* _GOAL_
Reproduce each of the following items word for word, leaving out the pictures.

----

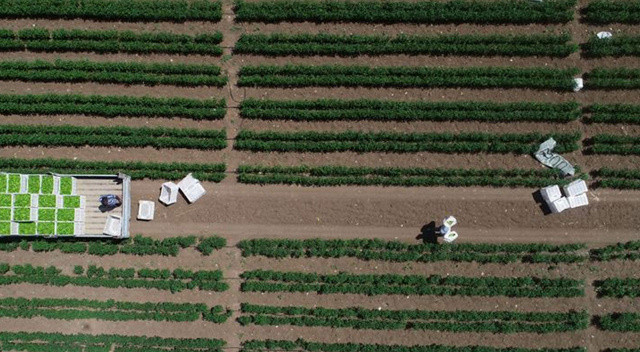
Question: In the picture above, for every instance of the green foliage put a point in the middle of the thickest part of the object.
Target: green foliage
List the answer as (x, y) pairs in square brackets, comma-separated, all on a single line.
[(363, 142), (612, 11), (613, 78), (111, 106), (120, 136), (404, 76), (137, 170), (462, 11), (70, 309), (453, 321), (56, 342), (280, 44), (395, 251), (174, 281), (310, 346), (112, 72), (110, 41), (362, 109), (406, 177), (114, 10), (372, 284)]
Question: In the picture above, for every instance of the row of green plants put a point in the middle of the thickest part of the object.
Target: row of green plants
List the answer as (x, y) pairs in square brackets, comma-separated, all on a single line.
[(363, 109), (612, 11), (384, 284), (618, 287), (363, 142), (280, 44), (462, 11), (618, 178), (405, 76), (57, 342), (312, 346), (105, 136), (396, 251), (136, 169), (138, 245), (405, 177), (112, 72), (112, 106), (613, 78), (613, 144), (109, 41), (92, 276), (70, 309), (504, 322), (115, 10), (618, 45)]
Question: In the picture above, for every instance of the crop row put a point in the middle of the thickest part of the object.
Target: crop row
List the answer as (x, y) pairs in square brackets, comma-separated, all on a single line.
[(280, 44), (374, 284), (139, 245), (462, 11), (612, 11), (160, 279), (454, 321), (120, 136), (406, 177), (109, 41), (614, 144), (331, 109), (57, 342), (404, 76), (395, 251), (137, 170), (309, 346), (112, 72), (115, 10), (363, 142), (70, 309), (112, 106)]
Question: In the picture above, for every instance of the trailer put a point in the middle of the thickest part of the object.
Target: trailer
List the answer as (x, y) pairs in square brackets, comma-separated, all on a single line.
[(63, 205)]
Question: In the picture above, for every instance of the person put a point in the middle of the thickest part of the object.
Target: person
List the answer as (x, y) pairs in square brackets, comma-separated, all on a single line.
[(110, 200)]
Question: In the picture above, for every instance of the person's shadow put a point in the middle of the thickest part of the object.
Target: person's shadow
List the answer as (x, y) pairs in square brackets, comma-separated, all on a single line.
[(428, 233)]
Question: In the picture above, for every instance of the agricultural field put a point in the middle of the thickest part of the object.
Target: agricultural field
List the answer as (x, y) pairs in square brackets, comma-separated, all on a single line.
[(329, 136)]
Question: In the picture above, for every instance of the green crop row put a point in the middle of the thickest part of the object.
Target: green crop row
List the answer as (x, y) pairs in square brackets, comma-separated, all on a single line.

----

* _WRITTEN ANSWER_
Question: In the picture above, for every instance of the green foliage put a point in the middle of the thickest part of the object.
Target: green foliage
List the answer as (x, y) pairs in square brackets, comma-separated, all on a single line.
[(363, 142), (612, 11), (613, 78), (111, 106), (120, 136), (404, 76), (137, 170), (462, 11), (70, 309), (453, 321), (56, 342), (280, 44), (395, 251), (174, 281), (310, 346), (112, 72), (110, 41), (362, 109), (406, 177), (114, 10), (372, 284)]
Question: In the picture above, for every instance of the row of green plants put a point in the middle of the thickest part of the object.
Target: row of green plants
List the answer as (x, y) pairs in square brackets, comma-separated, all on a single line.
[(363, 109), (612, 11), (384, 284), (618, 287), (363, 142), (280, 44), (462, 11), (618, 178), (405, 76), (57, 342), (312, 346), (105, 136), (396, 251), (136, 169), (138, 245), (405, 177), (112, 72), (112, 106), (613, 78), (613, 144), (109, 41), (92, 276), (70, 309), (504, 322), (115, 10), (618, 45)]
Question: In the picture above, for every instance of the crop row put a point in the middle of the thickest part of the object.
Target: crop row
List the answer as (x, y) pairs in square brackets, comma-separated, all on a single line.
[(280, 44), (374, 284), (139, 245), (462, 11), (612, 11), (160, 279), (454, 321), (120, 136), (406, 177), (109, 41), (614, 144), (331, 109), (57, 342), (404, 76), (395, 251), (137, 170), (309, 346), (112, 72), (115, 10), (363, 142), (70, 309), (112, 106)]
Question: In the picture above, for every instance of the trailer put a point in the middle of the thickest part of the object.
Target: trailer
List the answer as (x, y) pairs in square brackets, comma-separated, all on a single line.
[(63, 205)]
Question: In the picture above, for every instance of the person put a point in the middle of the thickest part of the object.
Target: person
List the answer as (x, y) pairs in square brackets, comma-separated, all on a single line.
[(110, 200)]
Question: In the picture above, for every instance of the person's shadow put a point in the middle of the thickest part of the object.
Target: person's shadow
List the answer as (x, y) pairs in square brackets, comma-separated, all on a single line.
[(428, 233)]
Question: In the picture above, for every instance of the agricultural field put a point in the middle of the thickest part of the object.
Target: agricultural field
List the answer as (x, y) pairs in square brackets, comma-separated, all on a single line.
[(329, 136)]
Question: In the picture above, for every instance of the green crop row put a point in the middle of the thickest part of the object.
Target: green crop row
List the answer as (x, y) pairs in square brackets, comma-separated, all on a single line.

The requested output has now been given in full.